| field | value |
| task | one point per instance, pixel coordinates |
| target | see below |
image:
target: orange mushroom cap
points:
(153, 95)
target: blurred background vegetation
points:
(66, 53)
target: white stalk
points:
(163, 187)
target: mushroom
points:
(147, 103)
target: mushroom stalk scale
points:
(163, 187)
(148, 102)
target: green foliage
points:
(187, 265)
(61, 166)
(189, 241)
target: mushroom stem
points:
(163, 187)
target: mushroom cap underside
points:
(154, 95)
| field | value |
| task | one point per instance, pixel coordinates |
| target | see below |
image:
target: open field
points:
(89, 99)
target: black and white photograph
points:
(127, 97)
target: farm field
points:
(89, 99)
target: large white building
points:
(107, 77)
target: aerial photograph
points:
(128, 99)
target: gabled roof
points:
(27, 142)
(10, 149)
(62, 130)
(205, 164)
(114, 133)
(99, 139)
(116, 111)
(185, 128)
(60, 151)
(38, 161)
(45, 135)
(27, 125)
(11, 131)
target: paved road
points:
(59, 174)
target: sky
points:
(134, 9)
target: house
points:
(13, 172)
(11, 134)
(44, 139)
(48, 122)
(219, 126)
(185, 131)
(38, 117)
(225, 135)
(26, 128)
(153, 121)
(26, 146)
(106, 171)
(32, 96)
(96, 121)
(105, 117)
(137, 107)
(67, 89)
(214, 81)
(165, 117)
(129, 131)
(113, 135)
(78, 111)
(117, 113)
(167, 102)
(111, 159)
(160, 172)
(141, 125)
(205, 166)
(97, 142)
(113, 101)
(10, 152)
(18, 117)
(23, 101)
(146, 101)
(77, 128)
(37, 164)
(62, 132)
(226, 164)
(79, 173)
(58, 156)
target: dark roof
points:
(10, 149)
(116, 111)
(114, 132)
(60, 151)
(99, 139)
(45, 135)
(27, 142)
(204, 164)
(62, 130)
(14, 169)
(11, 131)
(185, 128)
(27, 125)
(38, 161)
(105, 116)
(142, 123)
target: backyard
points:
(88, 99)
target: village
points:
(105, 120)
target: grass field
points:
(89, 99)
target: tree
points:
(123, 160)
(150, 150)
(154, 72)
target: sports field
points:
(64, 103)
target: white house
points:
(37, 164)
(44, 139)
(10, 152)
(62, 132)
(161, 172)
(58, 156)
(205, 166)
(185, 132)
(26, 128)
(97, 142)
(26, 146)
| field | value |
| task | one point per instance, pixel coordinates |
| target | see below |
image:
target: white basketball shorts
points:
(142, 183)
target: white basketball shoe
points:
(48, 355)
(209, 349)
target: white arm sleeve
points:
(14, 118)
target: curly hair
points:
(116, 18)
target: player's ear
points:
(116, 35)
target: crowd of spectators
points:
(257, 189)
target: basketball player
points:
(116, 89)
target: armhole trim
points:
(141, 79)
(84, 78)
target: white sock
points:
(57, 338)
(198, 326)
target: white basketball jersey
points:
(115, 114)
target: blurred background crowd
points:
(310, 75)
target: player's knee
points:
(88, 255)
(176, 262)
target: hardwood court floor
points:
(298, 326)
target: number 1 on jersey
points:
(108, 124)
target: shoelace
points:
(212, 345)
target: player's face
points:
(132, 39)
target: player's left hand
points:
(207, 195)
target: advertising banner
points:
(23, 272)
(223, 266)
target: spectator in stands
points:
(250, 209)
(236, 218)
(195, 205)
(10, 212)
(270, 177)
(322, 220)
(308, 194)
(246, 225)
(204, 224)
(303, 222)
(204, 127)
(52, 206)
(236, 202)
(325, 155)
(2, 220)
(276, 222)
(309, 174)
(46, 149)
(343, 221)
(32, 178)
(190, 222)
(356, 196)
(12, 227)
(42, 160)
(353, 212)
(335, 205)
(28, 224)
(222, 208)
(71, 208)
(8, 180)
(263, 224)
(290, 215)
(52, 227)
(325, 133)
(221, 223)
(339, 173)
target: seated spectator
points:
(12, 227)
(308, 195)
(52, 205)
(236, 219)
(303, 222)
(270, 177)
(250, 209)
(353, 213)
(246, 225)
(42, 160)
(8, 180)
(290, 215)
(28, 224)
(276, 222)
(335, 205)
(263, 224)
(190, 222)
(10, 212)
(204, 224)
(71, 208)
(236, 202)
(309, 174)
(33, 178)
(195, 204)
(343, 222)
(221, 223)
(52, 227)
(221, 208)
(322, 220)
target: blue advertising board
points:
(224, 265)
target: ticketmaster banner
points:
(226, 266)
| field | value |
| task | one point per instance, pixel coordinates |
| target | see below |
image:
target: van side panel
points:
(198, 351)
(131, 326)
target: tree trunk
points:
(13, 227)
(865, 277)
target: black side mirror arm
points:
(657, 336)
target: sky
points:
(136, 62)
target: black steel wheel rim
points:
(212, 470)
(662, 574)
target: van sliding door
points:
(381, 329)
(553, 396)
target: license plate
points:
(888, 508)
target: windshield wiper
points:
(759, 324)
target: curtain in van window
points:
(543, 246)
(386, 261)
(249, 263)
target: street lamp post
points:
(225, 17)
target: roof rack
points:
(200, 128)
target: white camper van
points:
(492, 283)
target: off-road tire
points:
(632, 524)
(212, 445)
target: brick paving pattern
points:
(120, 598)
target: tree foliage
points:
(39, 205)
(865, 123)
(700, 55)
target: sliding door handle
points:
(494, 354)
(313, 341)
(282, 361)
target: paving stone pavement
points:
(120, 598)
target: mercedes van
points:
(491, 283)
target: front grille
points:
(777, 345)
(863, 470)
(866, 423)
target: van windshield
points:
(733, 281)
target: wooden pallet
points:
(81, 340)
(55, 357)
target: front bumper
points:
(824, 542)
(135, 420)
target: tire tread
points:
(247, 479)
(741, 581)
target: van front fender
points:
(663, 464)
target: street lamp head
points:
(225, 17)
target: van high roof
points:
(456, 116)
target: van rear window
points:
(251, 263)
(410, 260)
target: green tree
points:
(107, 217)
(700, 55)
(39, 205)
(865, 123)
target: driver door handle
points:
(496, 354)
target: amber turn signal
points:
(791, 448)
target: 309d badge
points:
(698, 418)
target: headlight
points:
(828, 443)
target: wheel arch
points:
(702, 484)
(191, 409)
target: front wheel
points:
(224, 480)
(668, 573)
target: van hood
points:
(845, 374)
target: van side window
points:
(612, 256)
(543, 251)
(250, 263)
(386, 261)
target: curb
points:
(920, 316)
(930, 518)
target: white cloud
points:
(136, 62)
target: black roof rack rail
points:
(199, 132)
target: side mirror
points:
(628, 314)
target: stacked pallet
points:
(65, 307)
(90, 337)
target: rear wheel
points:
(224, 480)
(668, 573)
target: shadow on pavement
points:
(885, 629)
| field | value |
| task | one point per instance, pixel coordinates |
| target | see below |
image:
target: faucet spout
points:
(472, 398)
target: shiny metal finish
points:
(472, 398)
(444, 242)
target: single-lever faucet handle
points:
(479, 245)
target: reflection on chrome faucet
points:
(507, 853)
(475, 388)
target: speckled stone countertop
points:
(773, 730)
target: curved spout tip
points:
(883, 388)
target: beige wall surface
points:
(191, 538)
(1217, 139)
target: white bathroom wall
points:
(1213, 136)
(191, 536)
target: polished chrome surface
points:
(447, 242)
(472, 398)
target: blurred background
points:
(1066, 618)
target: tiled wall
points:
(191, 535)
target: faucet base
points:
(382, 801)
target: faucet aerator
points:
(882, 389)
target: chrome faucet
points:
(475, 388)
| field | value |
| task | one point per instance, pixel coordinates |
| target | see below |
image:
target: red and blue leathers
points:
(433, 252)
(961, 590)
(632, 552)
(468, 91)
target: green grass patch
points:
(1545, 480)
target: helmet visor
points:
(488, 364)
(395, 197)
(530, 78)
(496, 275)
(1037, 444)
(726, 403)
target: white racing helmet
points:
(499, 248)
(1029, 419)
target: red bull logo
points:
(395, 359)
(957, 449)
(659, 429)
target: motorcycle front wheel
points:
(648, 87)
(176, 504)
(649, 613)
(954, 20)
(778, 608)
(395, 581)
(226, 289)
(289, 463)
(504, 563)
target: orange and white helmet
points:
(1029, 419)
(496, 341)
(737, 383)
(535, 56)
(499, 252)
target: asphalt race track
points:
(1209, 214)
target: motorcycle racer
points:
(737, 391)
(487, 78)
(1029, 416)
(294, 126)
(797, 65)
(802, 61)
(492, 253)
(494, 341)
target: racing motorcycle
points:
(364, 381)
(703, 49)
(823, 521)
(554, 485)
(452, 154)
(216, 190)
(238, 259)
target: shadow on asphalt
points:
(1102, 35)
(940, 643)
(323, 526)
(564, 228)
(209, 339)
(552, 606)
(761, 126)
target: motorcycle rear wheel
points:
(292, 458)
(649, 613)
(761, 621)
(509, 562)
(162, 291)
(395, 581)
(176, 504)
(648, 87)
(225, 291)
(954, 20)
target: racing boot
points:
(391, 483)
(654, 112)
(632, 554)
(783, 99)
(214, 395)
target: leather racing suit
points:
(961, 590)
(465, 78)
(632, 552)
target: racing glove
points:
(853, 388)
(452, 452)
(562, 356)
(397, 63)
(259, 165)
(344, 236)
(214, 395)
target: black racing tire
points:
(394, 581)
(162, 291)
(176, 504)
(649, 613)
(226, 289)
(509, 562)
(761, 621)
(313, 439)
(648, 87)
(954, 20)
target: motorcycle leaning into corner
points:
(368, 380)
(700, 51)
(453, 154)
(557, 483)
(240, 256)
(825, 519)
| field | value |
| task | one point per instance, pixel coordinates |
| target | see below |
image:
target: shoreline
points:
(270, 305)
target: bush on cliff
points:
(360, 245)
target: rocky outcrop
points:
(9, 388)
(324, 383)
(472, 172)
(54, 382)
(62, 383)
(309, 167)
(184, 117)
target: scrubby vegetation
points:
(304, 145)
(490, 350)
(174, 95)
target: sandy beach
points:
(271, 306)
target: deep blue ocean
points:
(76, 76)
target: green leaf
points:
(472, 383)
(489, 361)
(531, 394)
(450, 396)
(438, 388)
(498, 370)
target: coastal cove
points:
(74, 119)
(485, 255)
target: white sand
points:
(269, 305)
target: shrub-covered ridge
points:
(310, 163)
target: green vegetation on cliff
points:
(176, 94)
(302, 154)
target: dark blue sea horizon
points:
•••••
» **Work to do**: Return every line from the one holding "target: black racing tire" through the end of the data, exactly as it appears, with both ends kept and nothing else.

» **Exercise solution**:
target: black racing tire
points:
(394, 581)
(162, 291)
(176, 504)
(649, 613)
(226, 289)
(509, 562)
(761, 621)
(313, 439)
(648, 87)
(954, 20)
target: motorcycle leaning into corner
points:
(368, 380)
(700, 51)
(453, 154)
(557, 483)
(240, 256)
(825, 519)
| field | value |
| task | one point per instance, pixel coordinates |
| target | see below |
image:
target: shoreline
points:
(270, 305)
target: bush on cliff
points:
(360, 245)
target: rocky outcrop
points:
(9, 388)
(324, 383)
(472, 172)
(54, 382)
(62, 383)
(309, 167)
(184, 117)
target: scrubby vegetation
points:
(304, 145)
(490, 350)
(174, 95)
target: sandy beach
points:
(271, 306)
target: deep blue ocean
points:
(76, 76)
target: green leaf
points:
(472, 383)
(489, 361)
(531, 394)
(450, 396)
(438, 388)
(498, 370)
target: coastal cove
points:
(74, 119)
(485, 255)
target: white sand
points:
(269, 305)
target: shrub-covered ridge
points:
(310, 163)
target: green vegetation on cliff
points:
(176, 94)
(302, 154)
target: dark blue sea horizon
points:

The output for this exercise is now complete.